[Problem statement] How many lines of these entries hold the string "truck"? Answer with the number alone.

::::

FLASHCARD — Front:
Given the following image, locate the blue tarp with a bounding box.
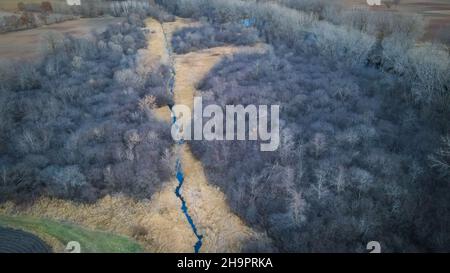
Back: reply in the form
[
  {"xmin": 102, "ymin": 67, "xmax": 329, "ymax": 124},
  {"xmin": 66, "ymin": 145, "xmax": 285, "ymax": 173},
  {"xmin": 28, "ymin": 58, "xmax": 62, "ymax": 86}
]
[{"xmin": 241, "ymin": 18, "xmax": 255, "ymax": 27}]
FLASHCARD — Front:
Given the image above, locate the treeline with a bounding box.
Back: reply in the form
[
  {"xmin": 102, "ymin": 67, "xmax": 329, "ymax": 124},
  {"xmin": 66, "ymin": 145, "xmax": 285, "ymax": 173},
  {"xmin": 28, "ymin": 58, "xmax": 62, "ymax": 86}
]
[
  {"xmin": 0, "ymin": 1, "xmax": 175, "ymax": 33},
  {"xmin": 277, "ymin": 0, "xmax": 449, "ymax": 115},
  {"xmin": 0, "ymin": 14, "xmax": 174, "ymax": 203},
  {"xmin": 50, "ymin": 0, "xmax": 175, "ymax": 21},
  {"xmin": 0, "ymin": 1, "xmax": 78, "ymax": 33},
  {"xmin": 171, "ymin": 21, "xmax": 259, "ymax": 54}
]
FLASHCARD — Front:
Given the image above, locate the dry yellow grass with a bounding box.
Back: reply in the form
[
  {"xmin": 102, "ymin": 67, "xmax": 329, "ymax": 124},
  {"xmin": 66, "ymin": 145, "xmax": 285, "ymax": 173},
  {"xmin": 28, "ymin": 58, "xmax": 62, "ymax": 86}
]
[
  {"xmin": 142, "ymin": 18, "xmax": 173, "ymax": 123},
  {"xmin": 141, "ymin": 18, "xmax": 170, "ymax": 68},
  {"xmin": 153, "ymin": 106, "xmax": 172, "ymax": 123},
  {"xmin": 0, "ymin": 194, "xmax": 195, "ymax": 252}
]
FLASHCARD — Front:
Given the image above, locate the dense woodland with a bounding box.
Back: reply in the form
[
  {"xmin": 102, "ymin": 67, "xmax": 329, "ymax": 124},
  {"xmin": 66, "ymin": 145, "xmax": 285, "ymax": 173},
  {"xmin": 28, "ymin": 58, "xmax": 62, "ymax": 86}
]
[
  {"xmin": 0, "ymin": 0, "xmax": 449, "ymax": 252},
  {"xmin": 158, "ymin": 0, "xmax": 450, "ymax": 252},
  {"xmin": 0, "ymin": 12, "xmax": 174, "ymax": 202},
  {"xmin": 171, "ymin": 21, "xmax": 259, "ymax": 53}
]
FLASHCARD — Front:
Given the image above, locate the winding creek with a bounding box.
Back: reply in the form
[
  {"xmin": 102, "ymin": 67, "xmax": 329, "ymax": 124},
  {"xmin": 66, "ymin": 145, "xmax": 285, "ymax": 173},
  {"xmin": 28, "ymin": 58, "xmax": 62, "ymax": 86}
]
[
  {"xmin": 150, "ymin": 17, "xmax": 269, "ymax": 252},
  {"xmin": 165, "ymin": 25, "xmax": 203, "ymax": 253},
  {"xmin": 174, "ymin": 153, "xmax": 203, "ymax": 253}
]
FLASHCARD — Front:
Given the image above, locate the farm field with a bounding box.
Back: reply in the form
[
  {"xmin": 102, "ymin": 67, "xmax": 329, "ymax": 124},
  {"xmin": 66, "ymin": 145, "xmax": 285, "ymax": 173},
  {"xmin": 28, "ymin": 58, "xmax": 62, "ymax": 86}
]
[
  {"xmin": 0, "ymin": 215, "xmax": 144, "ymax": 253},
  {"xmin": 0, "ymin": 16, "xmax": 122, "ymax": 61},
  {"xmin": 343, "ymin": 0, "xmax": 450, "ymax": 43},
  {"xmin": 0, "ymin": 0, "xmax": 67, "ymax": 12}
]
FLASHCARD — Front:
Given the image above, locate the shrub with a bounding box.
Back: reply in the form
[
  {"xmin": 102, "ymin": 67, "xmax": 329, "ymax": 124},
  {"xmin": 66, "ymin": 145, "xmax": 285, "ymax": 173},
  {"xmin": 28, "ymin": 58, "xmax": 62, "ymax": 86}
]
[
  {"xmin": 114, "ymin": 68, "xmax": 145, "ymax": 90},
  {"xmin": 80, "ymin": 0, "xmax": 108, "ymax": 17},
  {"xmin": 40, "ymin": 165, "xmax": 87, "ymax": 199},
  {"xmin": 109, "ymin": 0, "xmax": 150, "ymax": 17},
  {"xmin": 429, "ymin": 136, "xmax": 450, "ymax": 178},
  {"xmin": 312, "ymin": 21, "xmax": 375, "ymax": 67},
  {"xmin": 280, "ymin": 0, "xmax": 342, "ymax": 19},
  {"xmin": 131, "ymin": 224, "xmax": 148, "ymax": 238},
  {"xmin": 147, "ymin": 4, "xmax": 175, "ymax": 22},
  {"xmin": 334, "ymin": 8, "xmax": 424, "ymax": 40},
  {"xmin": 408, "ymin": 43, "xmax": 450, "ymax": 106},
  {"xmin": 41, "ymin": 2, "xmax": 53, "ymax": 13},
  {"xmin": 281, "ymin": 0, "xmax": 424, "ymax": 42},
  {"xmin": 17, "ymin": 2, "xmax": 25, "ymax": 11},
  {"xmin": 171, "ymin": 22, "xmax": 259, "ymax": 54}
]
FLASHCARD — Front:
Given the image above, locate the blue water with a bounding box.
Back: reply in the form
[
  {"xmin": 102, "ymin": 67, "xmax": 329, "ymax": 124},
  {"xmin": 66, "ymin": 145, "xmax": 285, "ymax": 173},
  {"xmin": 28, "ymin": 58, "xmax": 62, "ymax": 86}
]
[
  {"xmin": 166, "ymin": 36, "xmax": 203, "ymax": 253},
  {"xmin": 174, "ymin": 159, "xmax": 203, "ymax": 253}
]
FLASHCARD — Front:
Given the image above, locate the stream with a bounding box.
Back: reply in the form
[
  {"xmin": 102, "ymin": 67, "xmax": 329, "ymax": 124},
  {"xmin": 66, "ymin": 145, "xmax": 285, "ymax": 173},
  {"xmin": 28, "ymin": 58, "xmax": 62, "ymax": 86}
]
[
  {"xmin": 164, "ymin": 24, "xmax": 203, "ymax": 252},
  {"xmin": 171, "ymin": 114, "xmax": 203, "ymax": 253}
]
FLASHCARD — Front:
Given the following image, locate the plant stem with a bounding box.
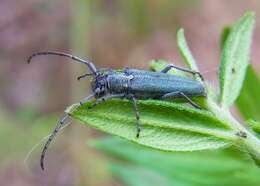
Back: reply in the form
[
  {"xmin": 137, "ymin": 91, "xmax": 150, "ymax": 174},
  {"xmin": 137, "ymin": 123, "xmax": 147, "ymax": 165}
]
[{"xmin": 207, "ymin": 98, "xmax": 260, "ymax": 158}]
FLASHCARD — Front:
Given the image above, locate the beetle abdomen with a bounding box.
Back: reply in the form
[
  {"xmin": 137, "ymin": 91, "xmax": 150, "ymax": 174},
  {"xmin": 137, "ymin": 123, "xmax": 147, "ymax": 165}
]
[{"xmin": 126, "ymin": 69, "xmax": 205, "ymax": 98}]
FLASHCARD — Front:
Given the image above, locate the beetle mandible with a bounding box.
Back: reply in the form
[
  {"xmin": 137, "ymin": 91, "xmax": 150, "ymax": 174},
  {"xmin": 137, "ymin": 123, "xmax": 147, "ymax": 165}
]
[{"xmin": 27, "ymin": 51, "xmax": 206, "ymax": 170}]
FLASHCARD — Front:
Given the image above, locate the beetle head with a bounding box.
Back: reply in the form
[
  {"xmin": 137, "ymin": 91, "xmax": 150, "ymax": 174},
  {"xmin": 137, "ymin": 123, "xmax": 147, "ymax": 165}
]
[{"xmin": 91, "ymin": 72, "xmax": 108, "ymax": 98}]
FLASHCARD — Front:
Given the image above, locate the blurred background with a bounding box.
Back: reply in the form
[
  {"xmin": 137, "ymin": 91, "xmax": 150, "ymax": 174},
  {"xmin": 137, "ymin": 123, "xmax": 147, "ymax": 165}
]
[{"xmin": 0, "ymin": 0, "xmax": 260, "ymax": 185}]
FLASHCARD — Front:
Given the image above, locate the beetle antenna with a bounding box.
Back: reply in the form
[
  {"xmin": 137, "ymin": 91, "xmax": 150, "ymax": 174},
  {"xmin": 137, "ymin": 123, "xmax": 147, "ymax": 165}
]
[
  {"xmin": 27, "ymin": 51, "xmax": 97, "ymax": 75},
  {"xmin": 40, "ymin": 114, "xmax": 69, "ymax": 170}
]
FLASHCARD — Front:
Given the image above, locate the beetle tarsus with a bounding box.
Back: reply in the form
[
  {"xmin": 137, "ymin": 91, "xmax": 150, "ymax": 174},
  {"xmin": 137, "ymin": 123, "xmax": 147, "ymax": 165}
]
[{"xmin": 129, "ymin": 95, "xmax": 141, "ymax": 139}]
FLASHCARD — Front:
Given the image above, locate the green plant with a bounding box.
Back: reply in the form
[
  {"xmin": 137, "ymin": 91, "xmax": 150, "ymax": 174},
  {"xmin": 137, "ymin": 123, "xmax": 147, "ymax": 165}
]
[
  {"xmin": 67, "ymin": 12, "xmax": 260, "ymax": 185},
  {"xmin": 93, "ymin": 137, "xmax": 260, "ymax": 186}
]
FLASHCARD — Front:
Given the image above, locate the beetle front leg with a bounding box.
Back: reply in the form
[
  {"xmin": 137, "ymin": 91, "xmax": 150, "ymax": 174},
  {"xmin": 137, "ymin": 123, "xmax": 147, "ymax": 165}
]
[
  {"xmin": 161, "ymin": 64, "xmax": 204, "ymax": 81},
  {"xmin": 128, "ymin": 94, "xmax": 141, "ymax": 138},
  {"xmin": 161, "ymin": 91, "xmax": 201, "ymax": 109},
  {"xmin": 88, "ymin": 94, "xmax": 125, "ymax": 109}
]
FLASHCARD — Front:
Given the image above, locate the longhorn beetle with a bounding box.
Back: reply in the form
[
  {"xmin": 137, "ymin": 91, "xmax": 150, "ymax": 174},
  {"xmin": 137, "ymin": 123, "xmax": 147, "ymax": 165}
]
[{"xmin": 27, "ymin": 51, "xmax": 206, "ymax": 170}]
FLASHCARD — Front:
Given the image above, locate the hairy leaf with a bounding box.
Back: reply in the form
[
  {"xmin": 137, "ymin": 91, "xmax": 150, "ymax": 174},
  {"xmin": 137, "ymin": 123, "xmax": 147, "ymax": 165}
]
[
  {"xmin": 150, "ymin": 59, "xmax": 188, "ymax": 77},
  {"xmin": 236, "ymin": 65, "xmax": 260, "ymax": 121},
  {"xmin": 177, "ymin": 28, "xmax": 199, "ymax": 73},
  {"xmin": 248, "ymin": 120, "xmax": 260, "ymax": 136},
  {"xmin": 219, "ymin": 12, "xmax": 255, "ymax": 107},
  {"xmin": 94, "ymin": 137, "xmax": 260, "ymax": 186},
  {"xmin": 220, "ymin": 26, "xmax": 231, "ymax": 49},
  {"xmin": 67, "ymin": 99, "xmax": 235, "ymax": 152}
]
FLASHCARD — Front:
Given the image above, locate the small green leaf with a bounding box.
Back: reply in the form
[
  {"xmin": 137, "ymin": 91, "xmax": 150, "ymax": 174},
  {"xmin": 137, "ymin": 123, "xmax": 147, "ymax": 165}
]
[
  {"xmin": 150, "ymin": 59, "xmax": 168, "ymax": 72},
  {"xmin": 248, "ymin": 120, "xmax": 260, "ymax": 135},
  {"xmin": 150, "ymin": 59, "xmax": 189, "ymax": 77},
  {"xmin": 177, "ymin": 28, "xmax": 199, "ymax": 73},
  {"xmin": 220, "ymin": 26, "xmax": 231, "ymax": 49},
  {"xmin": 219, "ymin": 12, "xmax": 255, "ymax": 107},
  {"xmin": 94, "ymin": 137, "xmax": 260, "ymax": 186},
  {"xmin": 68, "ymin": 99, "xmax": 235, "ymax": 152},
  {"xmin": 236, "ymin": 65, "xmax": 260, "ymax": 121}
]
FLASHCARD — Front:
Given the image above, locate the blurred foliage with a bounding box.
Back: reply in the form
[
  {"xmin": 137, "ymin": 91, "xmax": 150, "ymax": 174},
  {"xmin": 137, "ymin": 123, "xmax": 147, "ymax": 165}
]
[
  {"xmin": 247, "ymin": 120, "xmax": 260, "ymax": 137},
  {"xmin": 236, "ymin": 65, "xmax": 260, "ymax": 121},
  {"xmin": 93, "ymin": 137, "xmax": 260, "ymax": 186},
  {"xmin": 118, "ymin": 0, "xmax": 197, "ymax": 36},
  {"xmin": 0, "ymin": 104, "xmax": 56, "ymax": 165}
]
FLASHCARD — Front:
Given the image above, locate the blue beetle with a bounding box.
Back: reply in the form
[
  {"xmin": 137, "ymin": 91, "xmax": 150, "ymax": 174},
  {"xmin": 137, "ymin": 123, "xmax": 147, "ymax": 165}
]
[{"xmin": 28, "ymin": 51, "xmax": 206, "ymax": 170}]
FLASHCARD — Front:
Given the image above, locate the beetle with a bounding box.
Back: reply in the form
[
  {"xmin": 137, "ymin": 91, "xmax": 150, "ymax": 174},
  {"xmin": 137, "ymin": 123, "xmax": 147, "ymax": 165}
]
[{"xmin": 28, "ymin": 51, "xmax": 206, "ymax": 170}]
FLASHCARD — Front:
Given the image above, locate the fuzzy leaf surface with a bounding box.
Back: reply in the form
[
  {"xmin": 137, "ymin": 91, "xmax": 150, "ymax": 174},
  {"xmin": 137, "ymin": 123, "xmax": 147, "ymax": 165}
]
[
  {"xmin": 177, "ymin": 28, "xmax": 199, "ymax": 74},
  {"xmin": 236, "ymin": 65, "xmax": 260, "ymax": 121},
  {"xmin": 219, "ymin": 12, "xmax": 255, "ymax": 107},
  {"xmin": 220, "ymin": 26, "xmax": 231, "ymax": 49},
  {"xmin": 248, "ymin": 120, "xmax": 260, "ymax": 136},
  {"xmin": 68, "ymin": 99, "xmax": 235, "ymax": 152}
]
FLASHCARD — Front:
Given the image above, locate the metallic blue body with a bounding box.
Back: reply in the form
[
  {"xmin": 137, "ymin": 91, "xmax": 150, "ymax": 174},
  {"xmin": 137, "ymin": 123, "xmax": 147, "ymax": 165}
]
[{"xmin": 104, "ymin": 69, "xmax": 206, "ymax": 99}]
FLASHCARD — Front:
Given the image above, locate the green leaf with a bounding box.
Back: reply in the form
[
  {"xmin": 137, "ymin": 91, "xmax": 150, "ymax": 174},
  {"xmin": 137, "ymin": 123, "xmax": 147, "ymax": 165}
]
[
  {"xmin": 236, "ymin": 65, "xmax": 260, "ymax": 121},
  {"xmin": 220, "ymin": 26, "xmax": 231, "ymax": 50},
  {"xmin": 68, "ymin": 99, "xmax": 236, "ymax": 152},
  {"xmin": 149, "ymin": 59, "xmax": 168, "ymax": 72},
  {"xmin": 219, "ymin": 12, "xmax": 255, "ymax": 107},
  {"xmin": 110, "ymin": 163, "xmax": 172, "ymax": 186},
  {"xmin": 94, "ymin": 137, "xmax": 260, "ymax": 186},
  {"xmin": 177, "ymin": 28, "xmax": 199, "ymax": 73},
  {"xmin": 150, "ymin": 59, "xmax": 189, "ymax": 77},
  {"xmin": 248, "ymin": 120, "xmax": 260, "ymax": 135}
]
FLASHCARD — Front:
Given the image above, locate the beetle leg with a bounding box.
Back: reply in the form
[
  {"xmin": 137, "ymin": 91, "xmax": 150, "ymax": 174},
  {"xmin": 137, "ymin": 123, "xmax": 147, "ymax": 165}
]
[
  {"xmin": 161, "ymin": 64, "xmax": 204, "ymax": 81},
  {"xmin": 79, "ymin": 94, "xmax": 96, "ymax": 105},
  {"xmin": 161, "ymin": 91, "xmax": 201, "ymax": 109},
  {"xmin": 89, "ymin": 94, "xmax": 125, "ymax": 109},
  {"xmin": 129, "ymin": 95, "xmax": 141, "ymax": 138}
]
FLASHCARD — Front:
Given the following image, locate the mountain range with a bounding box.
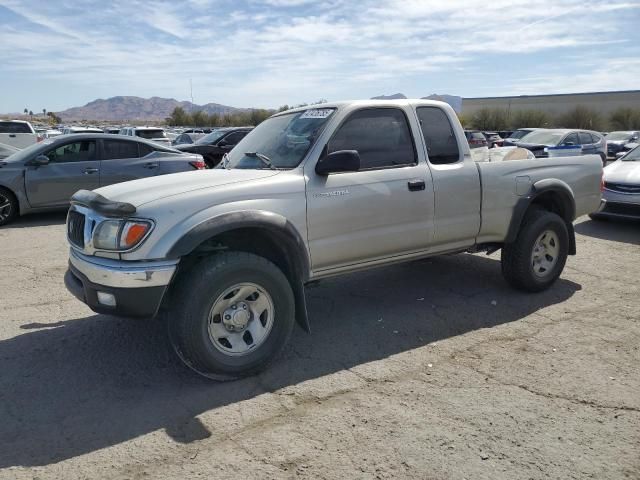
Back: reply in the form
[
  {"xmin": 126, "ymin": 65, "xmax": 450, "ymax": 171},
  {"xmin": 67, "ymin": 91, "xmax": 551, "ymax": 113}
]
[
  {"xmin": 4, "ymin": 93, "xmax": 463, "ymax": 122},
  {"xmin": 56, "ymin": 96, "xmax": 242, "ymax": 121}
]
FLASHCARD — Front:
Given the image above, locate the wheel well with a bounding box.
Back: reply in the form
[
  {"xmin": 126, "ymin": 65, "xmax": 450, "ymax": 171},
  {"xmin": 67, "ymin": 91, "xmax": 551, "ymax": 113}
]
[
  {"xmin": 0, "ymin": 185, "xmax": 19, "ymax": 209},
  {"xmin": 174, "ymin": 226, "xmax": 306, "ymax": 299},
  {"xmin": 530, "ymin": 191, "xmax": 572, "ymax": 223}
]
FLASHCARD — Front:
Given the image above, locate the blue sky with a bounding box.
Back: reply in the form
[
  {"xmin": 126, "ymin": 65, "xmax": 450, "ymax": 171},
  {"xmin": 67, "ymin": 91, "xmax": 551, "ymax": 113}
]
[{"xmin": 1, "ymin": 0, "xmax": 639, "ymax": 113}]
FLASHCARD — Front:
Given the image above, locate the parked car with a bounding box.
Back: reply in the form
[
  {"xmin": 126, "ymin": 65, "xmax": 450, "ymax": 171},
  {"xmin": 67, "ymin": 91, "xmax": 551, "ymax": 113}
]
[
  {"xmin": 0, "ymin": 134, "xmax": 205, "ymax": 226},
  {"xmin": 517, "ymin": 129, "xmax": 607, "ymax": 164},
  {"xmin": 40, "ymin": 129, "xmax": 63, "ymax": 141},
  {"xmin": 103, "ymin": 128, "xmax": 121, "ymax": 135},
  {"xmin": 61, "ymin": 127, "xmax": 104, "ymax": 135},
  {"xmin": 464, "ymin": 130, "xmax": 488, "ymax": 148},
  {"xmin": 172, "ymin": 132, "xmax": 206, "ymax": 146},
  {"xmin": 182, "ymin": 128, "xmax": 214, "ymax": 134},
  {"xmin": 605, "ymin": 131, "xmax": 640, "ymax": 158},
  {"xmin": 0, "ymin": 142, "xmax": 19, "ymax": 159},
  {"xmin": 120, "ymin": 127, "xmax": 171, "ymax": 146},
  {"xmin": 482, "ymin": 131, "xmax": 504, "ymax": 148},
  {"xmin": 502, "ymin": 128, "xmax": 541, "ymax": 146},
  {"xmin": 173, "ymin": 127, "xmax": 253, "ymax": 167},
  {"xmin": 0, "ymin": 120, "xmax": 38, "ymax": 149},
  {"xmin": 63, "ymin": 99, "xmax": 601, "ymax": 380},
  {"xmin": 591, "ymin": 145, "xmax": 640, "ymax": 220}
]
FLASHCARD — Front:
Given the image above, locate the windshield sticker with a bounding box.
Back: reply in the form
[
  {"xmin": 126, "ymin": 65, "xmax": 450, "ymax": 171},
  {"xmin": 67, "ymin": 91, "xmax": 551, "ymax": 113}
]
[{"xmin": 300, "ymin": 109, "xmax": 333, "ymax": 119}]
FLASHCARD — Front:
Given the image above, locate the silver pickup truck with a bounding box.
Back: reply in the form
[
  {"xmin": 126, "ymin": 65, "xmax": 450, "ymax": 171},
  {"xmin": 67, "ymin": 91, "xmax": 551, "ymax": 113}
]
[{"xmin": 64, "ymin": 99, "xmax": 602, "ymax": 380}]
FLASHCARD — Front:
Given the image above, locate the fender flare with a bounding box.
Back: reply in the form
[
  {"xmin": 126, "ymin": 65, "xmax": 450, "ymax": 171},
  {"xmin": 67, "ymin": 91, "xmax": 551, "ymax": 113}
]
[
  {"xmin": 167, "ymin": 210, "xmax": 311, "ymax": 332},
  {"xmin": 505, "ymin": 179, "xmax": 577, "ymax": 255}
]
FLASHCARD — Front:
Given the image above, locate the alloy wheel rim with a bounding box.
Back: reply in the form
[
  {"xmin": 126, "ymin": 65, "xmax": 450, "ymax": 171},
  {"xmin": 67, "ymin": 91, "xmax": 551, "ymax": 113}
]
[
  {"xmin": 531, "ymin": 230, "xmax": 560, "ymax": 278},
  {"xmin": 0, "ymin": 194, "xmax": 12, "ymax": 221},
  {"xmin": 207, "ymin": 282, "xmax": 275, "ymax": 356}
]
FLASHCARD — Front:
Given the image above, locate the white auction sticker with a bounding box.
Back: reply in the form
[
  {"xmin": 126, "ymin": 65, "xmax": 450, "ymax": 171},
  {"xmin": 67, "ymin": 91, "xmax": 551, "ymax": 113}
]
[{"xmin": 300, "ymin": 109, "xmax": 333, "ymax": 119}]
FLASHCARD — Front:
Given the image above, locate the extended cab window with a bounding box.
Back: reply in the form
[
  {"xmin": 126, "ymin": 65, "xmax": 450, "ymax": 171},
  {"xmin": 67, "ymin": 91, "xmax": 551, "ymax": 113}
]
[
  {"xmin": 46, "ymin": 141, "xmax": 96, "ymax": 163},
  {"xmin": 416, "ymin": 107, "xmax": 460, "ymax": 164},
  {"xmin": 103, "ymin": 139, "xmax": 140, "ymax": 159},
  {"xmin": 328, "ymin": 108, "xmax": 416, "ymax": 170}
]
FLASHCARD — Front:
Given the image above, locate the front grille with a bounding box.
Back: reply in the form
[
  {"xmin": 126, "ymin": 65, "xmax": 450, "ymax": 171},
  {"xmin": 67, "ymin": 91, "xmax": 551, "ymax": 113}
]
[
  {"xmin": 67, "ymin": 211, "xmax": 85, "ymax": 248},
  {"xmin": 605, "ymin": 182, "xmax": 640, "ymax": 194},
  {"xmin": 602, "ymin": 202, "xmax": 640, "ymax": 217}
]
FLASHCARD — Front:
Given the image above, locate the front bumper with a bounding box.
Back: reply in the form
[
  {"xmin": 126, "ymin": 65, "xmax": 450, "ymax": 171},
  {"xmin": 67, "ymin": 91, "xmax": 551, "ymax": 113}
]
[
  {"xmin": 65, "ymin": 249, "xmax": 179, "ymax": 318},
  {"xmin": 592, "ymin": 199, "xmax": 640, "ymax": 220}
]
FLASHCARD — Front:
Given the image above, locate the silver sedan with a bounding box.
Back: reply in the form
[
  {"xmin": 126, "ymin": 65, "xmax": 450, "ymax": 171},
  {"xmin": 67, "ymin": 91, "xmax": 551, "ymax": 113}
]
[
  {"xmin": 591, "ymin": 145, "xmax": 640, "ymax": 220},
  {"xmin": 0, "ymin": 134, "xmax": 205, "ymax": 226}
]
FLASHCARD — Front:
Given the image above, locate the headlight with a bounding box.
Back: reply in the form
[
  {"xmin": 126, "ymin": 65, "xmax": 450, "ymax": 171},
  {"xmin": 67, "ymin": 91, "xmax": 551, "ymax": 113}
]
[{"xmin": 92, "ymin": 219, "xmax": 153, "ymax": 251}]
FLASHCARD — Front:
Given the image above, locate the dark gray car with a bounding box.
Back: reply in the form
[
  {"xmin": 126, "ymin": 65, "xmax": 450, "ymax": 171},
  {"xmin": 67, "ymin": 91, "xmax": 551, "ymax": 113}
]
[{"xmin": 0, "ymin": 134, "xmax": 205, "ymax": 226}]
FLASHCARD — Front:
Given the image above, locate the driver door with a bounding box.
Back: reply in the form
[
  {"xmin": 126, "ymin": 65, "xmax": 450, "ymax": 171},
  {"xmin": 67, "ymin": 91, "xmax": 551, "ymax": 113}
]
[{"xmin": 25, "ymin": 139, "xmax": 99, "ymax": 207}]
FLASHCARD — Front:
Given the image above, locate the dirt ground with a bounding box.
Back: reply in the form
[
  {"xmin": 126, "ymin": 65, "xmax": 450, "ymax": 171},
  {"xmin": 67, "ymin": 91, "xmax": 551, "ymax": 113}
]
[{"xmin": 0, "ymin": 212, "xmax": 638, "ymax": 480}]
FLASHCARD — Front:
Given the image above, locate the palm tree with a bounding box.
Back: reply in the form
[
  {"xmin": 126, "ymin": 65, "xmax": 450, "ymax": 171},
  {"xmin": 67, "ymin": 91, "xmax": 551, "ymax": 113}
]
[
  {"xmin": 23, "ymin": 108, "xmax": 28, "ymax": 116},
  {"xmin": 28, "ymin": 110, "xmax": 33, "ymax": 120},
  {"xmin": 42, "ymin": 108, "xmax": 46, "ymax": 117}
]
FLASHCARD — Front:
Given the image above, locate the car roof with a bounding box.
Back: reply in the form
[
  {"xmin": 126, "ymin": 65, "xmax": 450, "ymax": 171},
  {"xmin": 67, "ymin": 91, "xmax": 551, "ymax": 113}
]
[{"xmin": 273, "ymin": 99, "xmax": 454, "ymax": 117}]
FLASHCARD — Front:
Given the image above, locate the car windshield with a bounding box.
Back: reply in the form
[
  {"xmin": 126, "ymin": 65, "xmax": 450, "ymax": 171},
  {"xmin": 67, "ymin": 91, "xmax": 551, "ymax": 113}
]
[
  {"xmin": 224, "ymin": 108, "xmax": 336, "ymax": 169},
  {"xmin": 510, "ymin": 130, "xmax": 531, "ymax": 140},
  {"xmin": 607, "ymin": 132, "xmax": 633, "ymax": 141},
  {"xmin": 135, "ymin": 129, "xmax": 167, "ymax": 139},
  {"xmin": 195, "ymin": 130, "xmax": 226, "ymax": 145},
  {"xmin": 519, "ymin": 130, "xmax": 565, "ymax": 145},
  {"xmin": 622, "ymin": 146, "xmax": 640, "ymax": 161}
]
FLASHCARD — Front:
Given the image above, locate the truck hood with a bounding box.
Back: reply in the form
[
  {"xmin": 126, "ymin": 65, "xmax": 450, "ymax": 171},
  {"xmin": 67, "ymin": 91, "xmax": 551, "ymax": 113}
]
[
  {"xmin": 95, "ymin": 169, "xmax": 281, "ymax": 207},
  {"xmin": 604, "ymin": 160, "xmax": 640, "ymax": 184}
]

::::

[Exercise result] 2